# [Action item a]
Could you convert the entries, from their first line through the line containing "negative clicks: (255, 114) (316, 57)" inclusive, into a numbered list with blank lines dropped and the pictures left out?

# Medallions



## mudslingr (Jul 18, 2010)

Here's one of two medallions I'm making. This one goes above the dining table.


----------



## gazman (Apr 29, 2011)

Looking good Frank. :thumbsup:


----------



## D A Drywall (May 4, 2013)

Nice work there Frank. Can't wait to see the finished product.


----------



## moore (Dec 2, 2010)

If Frank's doing It ! You know It's going to look bad ass when It's done! :yes::yes:


----------



## mudslingr (Jul 18, 2010)

:lol: Thanks Rick.


----------



## Sir Mixalot (Jan 7, 2008)

Good stuff Frank! :thumbup:


----------



## BOBTHEFIXER (Oct 28, 2013)

As always .. Excellent work Frank..


----------



## Aussiecontractor (Oct 6, 2014)

That's pretty coolyou'd also make an excellent framer with all that set out.


Sent from my iPad using Tapatalk


----------



## mudslingr (Jul 18, 2010)

Here's the other one trimmed out. It will be going on the entrance way ceiling light about 15' (4.5m) above. It's screwed down to a piece of drywall overnight while the PL Premium dries and I have some tape on points where the Bondaflex is drying.

All screws will be pulled even after gluing the medallion to the ceiling. No chance of pops.

A heat gun comes in handy too while using Trim-Tex Arch bead.

# [Data to examine]
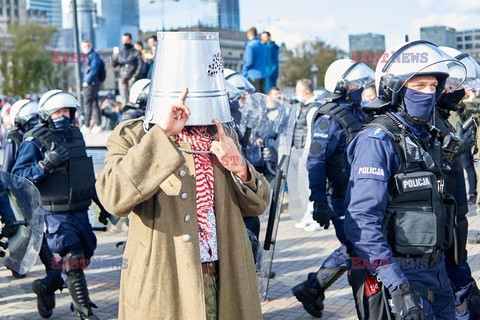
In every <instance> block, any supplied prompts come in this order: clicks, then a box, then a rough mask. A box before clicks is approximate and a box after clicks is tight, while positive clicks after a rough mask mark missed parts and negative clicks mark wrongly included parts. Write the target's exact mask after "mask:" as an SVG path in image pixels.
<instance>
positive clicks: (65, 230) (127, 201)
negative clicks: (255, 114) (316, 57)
mask: <svg viewBox="0 0 480 320" xmlns="http://www.w3.org/2000/svg"><path fill="white" fill-rule="evenodd" d="M177 35H178V34H177V33H174V32H172V33H168V35H167V36H165V37H164V38H163V39H161V41H163V42H162V50H172V52H174V50H175V49H176V48H175V47H173V48H172V47H169V45H170V46H175V45H178V41H183V43H182V45H183V48H187V49H191V51H189V52H190V53H191V54H192V55H195V54H201V53H204V52H215V54H214V55H213V56H212V57H206V58H207V59H199V60H198V61H200V62H199V64H200V65H195V66H192V65H191V64H188V63H185V62H186V61H183V60H181V59H182V57H179V58H178V59H179V60H178V61H158V60H157V61H156V65H157V67H156V69H158V70H153V63H152V61H153V58H154V55H155V48H156V41H157V38H156V37H154V36H152V37H150V38H149V41H148V42H149V46H150V48H151V53H147V52H145V51H144V50H143V46H142V44H141V43H138V42H137V43H135V44H132V37H131V35H129V34H124V35H123V37H122V43H123V47H122V50H121V51H120V50H118V52H116V56H117V58H115V60H114V64H115V65H116V66H119V67H120V76H121V78H120V79H119V82H118V87H119V92H120V96H121V101H117V99H115V97H114V95H113V94H112V95H108V96H107V97H106V98H105V99H104V100H103V101H101V102H100V101H98V100H99V98H98V91H99V87H100V82H101V80H100V78H101V76H100V69H101V68H100V66H99V65H100V62H99V61H98V60H99V57H98V54H97V53H95V51H94V50H93V48H92V46H91V43H90V42H89V41H83V42H82V51H83V52H84V53H86V54H88V57H89V62H88V64H86V66H85V69H84V72H83V79H82V80H83V85H82V86H83V89H84V97H85V102H84V106H83V109H84V110H83V113H82V116H83V118H84V119H83V121H82V122H81V123H80V122H78V119H79V118H81V117H80V114H79V113H78V111H79V110H80V108H81V106H80V103H79V102H78V100H77V99H76V98H75V97H74V96H73V95H71V94H70V93H68V92H64V91H61V90H50V91H48V92H46V93H44V94H43V95H42V96H41V98H40V100H39V101H38V103H37V102H36V101H34V100H33V99H31V100H29V99H22V100H19V101H16V102H15V103H13V105H12V106H11V107H10V108H9V110H8V112H7V111H6V109H5V112H4V110H3V108H2V115H3V124H4V126H5V127H6V131H5V133H4V139H3V146H4V148H5V156H4V163H3V167H2V169H3V170H4V171H7V172H10V173H12V174H13V175H17V176H19V177H23V178H25V179H28V180H29V181H31V182H32V183H34V184H35V186H36V187H37V188H38V189H39V191H40V194H41V197H42V205H43V210H44V212H45V224H46V227H45V233H44V235H43V242H42V246H41V250H40V253H39V257H40V260H41V262H42V263H43V265H44V266H45V270H46V276H45V277H44V278H42V279H37V280H35V281H33V283H32V290H33V292H34V293H35V294H36V296H37V308H38V312H39V314H40V316H42V317H43V318H49V317H51V316H52V314H53V310H54V307H55V291H57V290H61V289H63V288H65V287H67V288H68V289H69V291H70V294H71V296H72V300H73V310H74V311H75V314H76V315H77V316H78V317H79V318H80V319H98V318H97V317H96V316H95V315H94V309H95V308H97V306H96V305H95V303H94V302H92V301H91V300H90V298H89V293H88V288H87V281H86V276H85V273H84V272H83V268H78V267H73V266H74V265H75V264H74V262H75V261H77V262H78V261H84V262H85V263H86V264H87V265H88V261H89V259H90V258H91V257H92V256H93V254H94V251H95V248H96V237H95V235H94V234H93V231H92V227H91V224H90V222H89V220H88V215H87V210H88V207H89V206H90V204H91V202H92V201H94V202H95V203H96V204H97V205H98V206H99V208H100V212H101V217H100V218H101V219H103V220H102V221H105V217H109V216H111V214H110V213H112V214H114V215H116V216H119V217H126V216H128V218H129V234H128V239H127V242H126V247H125V252H124V258H125V259H127V260H128V261H129V267H128V268H126V269H124V270H122V278H121V281H120V301H119V319H139V318H142V319H143V318H146V319H164V318H176V319H177V318H178V319H238V320H242V319H261V318H262V312H261V306H260V299H259V292H258V288H257V281H256V270H255V262H254V261H255V259H256V258H257V254H256V251H257V249H258V248H256V247H255V245H258V237H259V220H258V216H259V215H261V214H263V213H264V212H265V210H266V209H267V207H268V206H269V204H270V201H271V199H270V197H271V192H270V190H271V184H272V183H274V182H273V181H274V180H273V176H274V175H275V172H272V170H271V167H269V166H268V164H273V165H275V164H277V163H278V161H279V159H277V158H276V157H274V156H273V154H275V151H276V150H275V147H274V146H273V145H270V144H269V143H267V142H268V141H269V140H270V139H272V140H275V139H277V138H278V135H282V134H284V133H285V132H284V130H285V128H286V126H288V124H287V121H286V119H287V118H288V117H289V116H288V114H291V113H294V114H295V119H296V121H295V126H294V128H291V129H292V130H293V136H292V142H291V151H292V152H291V157H292V159H291V162H292V163H295V166H296V168H295V169H296V170H298V172H297V174H296V177H295V178H299V179H300V181H303V185H301V184H302V183H300V184H299V185H298V188H297V185H295V188H292V186H291V185H290V186H288V193H289V198H291V197H293V196H294V195H295V196H298V197H303V198H304V200H305V205H304V208H303V209H304V217H303V218H302V219H301V221H300V222H299V223H298V224H297V225H296V227H298V228H304V229H305V230H306V231H315V230H318V231H320V230H323V229H328V228H329V227H330V225H332V227H333V228H334V229H335V235H336V237H337V239H338V241H339V243H340V246H339V247H338V248H337V249H336V250H334V251H333V252H331V253H330V255H329V256H328V257H327V258H326V259H325V260H324V261H323V262H322V263H321V265H320V267H319V270H318V271H317V272H313V273H309V274H307V275H306V279H305V281H303V282H301V283H299V284H297V285H296V286H294V287H293V288H292V294H293V295H294V296H295V297H296V298H297V299H298V300H299V301H300V302H301V303H302V305H303V307H304V309H305V310H306V311H307V312H308V313H309V314H310V315H312V316H313V317H317V318H320V317H322V314H323V309H324V300H325V298H326V294H327V292H326V291H327V289H328V288H329V287H330V286H331V285H332V284H333V283H334V282H335V281H337V280H338V279H339V278H340V277H341V276H342V275H343V274H345V273H347V274H348V280H349V284H350V285H351V288H352V294H353V297H354V301H355V307H356V310H357V315H358V318H359V319H372V318H375V319H393V318H395V319H401V320H411V319H448V320H451V319H459V320H460V319H478V318H479V317H480V304H479V303H478V301H480V291H479V289H478V287H477V285H476V282H475V280H474V279H473V278H472V274H471V270H470V267H469V264H468V260H467V256H468V254H467V251H466V248H465V246H466V242H467V233H468V222H467V219H466V214H467V213H468V204H469V203H471V204H472V203H475V202H476V197H477V191H476V176H474V173H475V170H474V168H473V161H472V157H473V153H474V152H476V151H475V149H476V148H475V145H476V141H475V140H476V134H475V131H476V129H477V128H476V121H477V120H472V119H474V118H471V117H470V113H475V112H477V111H478V105H476V104H475V103H476V101H477V100H476V99H477V98H476V97H475V93H476V92H477V91H478V90H479V89H480V72H479V70H480V65H479V64H478V63H477V62H475V60H473V59H472V58H471V57H470V56H469V55H465V54H462V53H461V52H460V51H458V50H456V49H452V48H448V47H438V46H436V45H435V44H433V43H430V42H427V41H414V42H409V43H402V44H399V45H397V46H394V47H392V48H389V50H387V52H395V53H394V54H393V55H391V56H388V57H386V58H385V59H383V60H380V61H379V62H378V64H377V67H376V70H375V71H374V70H372V69H371V68H370V67H369V66H368V65H366V64H364V63H362V62H358V61H352V60H351V59H338V60H336V61H334V62H333V63H331V64H330V65H329V67H328V69H327V71H326V73H325V77H324V87H325V91H324V92H323V93H322V94H321V95H319V96H317V95H315V90H314V89H315V88H314V87H313V82H312V81H311V80H309V79H299V80H298V81H297V83H296V86H295V100H292V101H289V102H290V103H292V104H293V107H290V109H288V108H286V109H281V108H279V102H280V101H283V102H285V101H284V100H283V99H282V94H281V91H280V89H279V88H278V87H277V86H276V79H277V76H278V46H276V44H275V43H274V42H273V41H272V40H271V35H270V33H269V32H263V33H262V34H261V36H260V39H258V37H257V30H256V29H255V28H251V29H249V30H248V32H247V37H248V42H247V44H246V49H245V63H244V66H243V69H242V71H241V73H237V72H235V71H231V70H230V71H231V72H230V71H227V70H224V69H223V66H222V65H221V63H217V64H215V66H214V67H212V64H211V59H213V61H217V60H218V59H219V57H218V56H217V53H216V52H219V50H220V48H219V42H218V38H217V39H216V38H215V37H213V36H212V37H207V36H205V35H203V34H200V35H197V36H196V37H194V39H195V40H194V41H198V40H201V41H200V42H196V43H195V44H194V45H195V46H194V47H193V44H192V43H193V40H191V39H190V38H188V37H183V38H181V37H180V38H178V37H177ZM202 36H203V37H204V38H202ZM199 46H201V50H199V49H198V47H199ZM192 48H194V49H192ZM425 52H427V53H428V57H429V58H428V60H427V61H422V60H421V59H420V60H416V61H415V60H410V59H408V60H407V59H402V55H406V56H416V55H417V56H418V55H420V54H424V53H425ZM165 56H168V57H170V56H172V55H171V54H165ZM203 58H205V57H203ZM161 59H163V58H161ZM202 61H203V62H202ZM166 63H168V64H171V63H174V64H176V65H178V68H188V69H185V70H183V71H185V73H186V74H188V75H189V77H190V78H192V79H200V80H201V81H200V80H199V81H193V82H190V83H189V85H188V87H185V85H186V84H185V83H177V82H176V78H175V77H174V75H171V77H172V79H170V81H171V83H172V87H171V89H170V90H171V92H170V93H169V94H170V95H173V94H176V95H177V96H176V98H174V99H170V100H162V99H163V96H162V95H161V94H159V93H160V92H163V91H162V90H164V88H163V87H161V86H160V85H158V84H156V85H155V84H151V82H150V79H148V78H149V76H148V75H150V76H151V77H152V78H153V79H160V78H158V77H165V76H166V75H165V74H162V69H161V67H159V66H162V65H163V64H166ZM205 70H209V72H208V73H207V72H205ZM212 70H213V71H212ZM218 71H220V72H218ZM239 79H240V81H239ZM200 82H201V83H200ZM159 83H160V82H159ZM227 83H228V85H227ZM150 85H153V86H154V87H152V88H150ZM175 86H177V87H175ZM172 88H173V89H172ZM219 88H220V89H219ZM225 88H226V91H227V95H225V90H224V89H225ZM252 88H254V90H255V91H256V92H258V93H267V95H266V96H264V95H262V96H260V99H262V100H261V101H262V109H260V111H261V112H260V115H259V116H257V117H256V120H255V121H257V122H256V123H258V124H260V125H258V127H257V128H255V129H254V131H253V134H252V136H251V137H250V138H249V140H248V141H243V139H245V132H242V130H243V129H241V128H243V127H242V124H245V122H247V124H248V121H249V119H253V118H254V117H252V116H251V115H249V114H248V112H246V111H245V110H246V109H247V107H246V104H247V102H248V103H252V101H254V102H255V101H257V102H256V103H259V102H258V101H260V100H255V99H251V98H249V97H250V95H251V94H252V93H253V90H252ZM190 93H193V95H192V94H190ZM202 93H206V94H205V95H204V96H202ZM212 93H215V94H212ZM249 99H250V100H249ZM147 101H148V102H149V103H147ZM165 101H168V102H165ZM283 102H282V103H283ZM206 105H207V106H209V108H206V107H205V106H206ZM282 105H283V104H282ZM5 106H6V104H5V105H4V108H8V106H7V107H5ZM258 106H259V105H258ZM263 106H264V108H263ZM254 107H255V106H254ZM287 110H288V111H287ZM453 114H457V115H458V116H459V118H460V122H459V123H458V124H455V125H452V124H451V123H450V122H451V121H453V120H452V117H453V116H452V115H453ZM101 116H103V117H104V119H105V120H104V121H102V120H101V119H102V118H101ZM283 117H285V118H283ZM232 119H233V121H232ZM126 120H128V121H126ZM102 122H103V126H104V128H105V129H106V130H113V132H112V134H111V135H110V137H109V139H108V141H107V149H108V153H107V155H106V158H105V168H104V170H103V171H102V172H101V173H100V175H99V176H98V177H95V175H94V173H93V166H92V160H91V158H89V157H88V156H87V154H86V148H85V142H84V140H83V136H82V132H83V133H85V132H98V130H100V129H97V127H99V126H100V125H101V124H102ZM232 122H233V123H232ZM468 122H471V123H473V126H470V125H468V126H467V125H466V124H465V123H468ZM462 123H463V126H462ZM94 129H95V130H94ZM247 149H248V150H250V151H249V152H247ZM289 149H290V145H289ZM251 150H259V152H252V151H251ZM256 155H259V157H260V159H259V158H256ZM294 157H298V158H297V159H295V160H294ZM464 168H465V169H466V172H467V181H468V191H467V188H466V187H465V177H464ZM300 169H304V171H300ZM472 172H473V173H472ZM302 179H303V180H302ZM300 186H301V187H302V188H304V189H301V188H300ZM3 189H4V187H3V185H2V184H1V183H0V191H3ZM7 202H8V199H6V198H5V194H4V193H2V197H0V205H1V206H0V214H1V219H2V223H3V228H2V231H1V232H2V235H3V236H4V237H6V238H7V239H9V238H11V237H12V236H13V235H15V234H16V232H17V231H18V228H19V225H17V224H15V217H14V216H13V215H12V210H11V209H10V210H9V209H8V208H9V206H8V203H7ZM477 238H478V239H480V236H479V237H477ZM255 241H257V242H255ZM473 242H474V243H476V242H475V239H474V240H473ZM479 242H480V241H479ZM319 250H320V245H319ZM252 251H253V255H252ZM232 253H235V254H232ZM54 255H57V256H60V257H61V258H62V260H61V261H62V262H63V268H62V269H60V270H59V269H58V268H53V266H52V263H53V261H54V259H53V257H54ZM158 270H162V273H161V276H159V274H158V272H157V271H158ZM62 271H63V272H64V277H62ZM12 272H13V275H14V276H17V277H21V276H23V275H22V274H18V273H17V274H15V270H12ZM272 276H273V275H272ZM100 307H101V306H100Z"/></svg>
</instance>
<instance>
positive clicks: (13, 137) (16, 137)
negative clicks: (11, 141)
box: [7, 128, 23, 148]
mask: <svg viewBox="0 0 480 320" xmlns="http://www.w3.org/2000/svg"><path fill="white" fill-rule="evenodd" d="M7 139H10V140H12V141H13V142H15V145H16V146H17V148H18V146H20V143H22V140H23V134H21V133H20V131H19V129H18V128H15V129H12V130H10V131H9V132H8V135H7Z"/></svg>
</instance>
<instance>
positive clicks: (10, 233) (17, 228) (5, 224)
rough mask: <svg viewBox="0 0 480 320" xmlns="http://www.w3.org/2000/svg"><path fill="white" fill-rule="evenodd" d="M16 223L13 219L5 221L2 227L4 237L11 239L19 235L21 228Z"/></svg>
mask: <svg viewBox="0 0 480 320" xmlns="http://www.w3.org/2000/svg"><path fill="white" fill-rule="evenodd" d="M15 222H16V220H15V218H13V217H11V218H7V219H5V225H4V226H3V227H2V236H4V237H5V238H11V237H13V236H14V235H16V234H17V232H18V228H20V226H19V225H18V224H15ZM0 238H1V237H0Z"/></svg>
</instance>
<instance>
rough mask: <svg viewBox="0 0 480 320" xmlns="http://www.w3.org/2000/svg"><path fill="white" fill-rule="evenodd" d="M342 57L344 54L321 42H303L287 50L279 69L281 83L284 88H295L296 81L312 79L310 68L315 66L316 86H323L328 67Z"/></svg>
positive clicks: (339, 51) (311, 74) (332, 47)
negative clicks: (281, 66) (304, 78)
mask: <svg viewBox="0 0 480 320" xmlns="http://www.w3.org/2000/svg"><path fill="white" fill-rule="evenodd" d="M343 55H345V53H344V52H342V51H341V50H339V49H337V48H335V47H331V46H330V45H327V44H325V42H323V41H320V40H316V41H305V42H303V43H301V44H300V45H298V46H297V47H296V48H294V49H293V50H287V59H286V61H284V62H283V63H282V67H281V68H280V79H281V83H282V84H283V85H284V86H289V87H295V84H296V82H297V80H298V79H302V78H308V79H312V78H313V74H312V72H311V71H310V68H311V67H312V66H313V65H314V64H315V65H316V66H317V67H318V71H317V72H316V73H315V74H316V76H317V80H318V82H317V84H318V86H323V80H324V78H325V72H326V71H327V68H328V66H329V65H330V64H331V63H332V62H333V61H335V60H337V59H339V58H340V57H341V56H343Z"/></svg>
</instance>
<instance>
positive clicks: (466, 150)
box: [442, 123, 475, 163]
mask: <svg viewBox="0 0 480 320" xmlns="http://www.w3.org/2000/svg"><path fill="white" fill-rule="evenodd" d="M474 144H475V135H474V134H473V132H472V131H471V130H470V131H467V133H464V132H463V128H462V125H461V124H460V123H457V130H456V132H455V134H452V133H449V134H448V135H447V136H446V137H445V139H444V142H443V147H442V154H443V156H444V158H445V160H446V162H447V163H451V162H452V161H453V160H454V159H455V158H457V157H458V156H460V155H461V154H462V153H464V152H466V151H467V150H469V149H471V148H472V147H473V146H474Z"/></svg>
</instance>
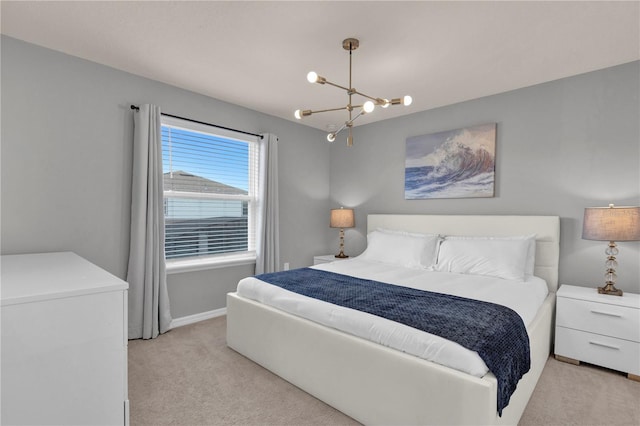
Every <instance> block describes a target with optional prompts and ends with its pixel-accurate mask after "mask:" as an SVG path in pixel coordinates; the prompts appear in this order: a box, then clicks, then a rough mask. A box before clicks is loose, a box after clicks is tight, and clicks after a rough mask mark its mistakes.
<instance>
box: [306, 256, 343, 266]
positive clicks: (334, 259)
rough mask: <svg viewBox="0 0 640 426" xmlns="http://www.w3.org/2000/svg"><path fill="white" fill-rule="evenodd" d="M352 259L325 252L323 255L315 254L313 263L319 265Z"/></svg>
mask: <svg viewBox="0 0 640 426" xmlns="http://www.w3.org/2000/svg"><path fill="white" fill-rule="evenodd" d="M345 259H350V258H349V257H343V258H341V257H336V256H335V255H334V254H323V255H322V256H313V264H314V265H319V264H321V263H329V262H335V261H336V260H345Z"/></svg>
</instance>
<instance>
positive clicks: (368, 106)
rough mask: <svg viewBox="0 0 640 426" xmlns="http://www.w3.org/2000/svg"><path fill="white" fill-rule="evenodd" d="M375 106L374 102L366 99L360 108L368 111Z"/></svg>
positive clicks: (372, 110) (373, 108) (373, 107)
mask: <svg viewBox="0 0 640 426" xmlns="http://www.w3.org/2000/svg"><path fill="white" fill-rule="evenodd" d="M375 107H376V106H375V104H374V103H373V102H371V101H367V102H365V103H364V105H363V106H362V109H363V110H364V112H367V113H369V112H372V111H373V110H374V108H375Z"/></svg>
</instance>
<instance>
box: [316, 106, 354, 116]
mask: <svg viewBox="0 0 640 426" xmlns="http://www.w3.org/2000/svg"><path fill="white" fill-rule="evenodd" d="M343 109H348V107H346V106H344V107H340V108H329V109H319V110H317V111H311V114H317V113H319V112H330V111H342V110H343Z"/></svg>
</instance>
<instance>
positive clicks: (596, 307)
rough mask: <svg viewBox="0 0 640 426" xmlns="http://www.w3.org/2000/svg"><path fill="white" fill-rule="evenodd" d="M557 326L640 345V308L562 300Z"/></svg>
mask: <svg viewBox="0 0 640 426" xmlns="http://www.w3.org/2000/svg"><path fill="white" fill-rule="evenodd" d="M609 297H614V296H609ZM556 325H558V326H559V327H568V328H572V329H575V330H582V331H586V332H591V333H596V334H601V335H606V336H612V337H617V338H620V339H626V340H631V341H634V342H640V309H634V308H630V307H626V306H616V305H610V304H606V303H598V302H592V301H588V300H578V299H571V298H567V297H558V300H557V317H556Z"/></svg>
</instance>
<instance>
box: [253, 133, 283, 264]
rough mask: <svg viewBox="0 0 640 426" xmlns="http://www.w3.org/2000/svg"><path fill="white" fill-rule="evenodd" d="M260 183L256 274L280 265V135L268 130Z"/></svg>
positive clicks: (265, 140)
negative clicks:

# [Action item b]
Can you carry on the forum thread about ceiling medallions from the point where it stops?

# [Your response a]
1. In every <instance> block, any supplied prompts come in this order: clicks, then a box, then a rough mask. A box before clicks is approximate and a box after clicks is tight, while positive clicks after a rough mask mark missed parts and negative clicks mark wrongly included parts. Write the target's exact mask after "mask:" as an SVG path in image pixels.
2. <instance>
3. positive clicks: (65, 230) (127, 201)
4. negative clicks: (255, 114) (316, 57)

# [Your response b]
https://www.youtube.com/watch?v=ZQlqmr4ZgBw

https://www.youtube.com/watch?v=DdbJPtAF2tI


----------



## mudslingr (Jul 18, 2010)

First coat.


----------



## moore (Dec 2, 2010)

You are a very impressive drywall finisher Frank ! :yes::yes:

A true artist !


----------



## VANMAN (Jan 14, 2011)

mudslingr said:


> First coat.


Ur looking a bit scary in that pic!!:blink:
A bit like here comes Freddy!!!!!!


----------



## keke (Mar 7, 2012)

VANMAN said:


> Ur looking a bit scary in that pic!!:blink:



because that's his artistic side


----------



## mudslingr (Jul 18, 2010)

Put them up and the designer picked some great lights.


----------



## Sir Mixalot (Jan 7, 2008)

mudslingr said:


> Put them up and the designer picked some great lights.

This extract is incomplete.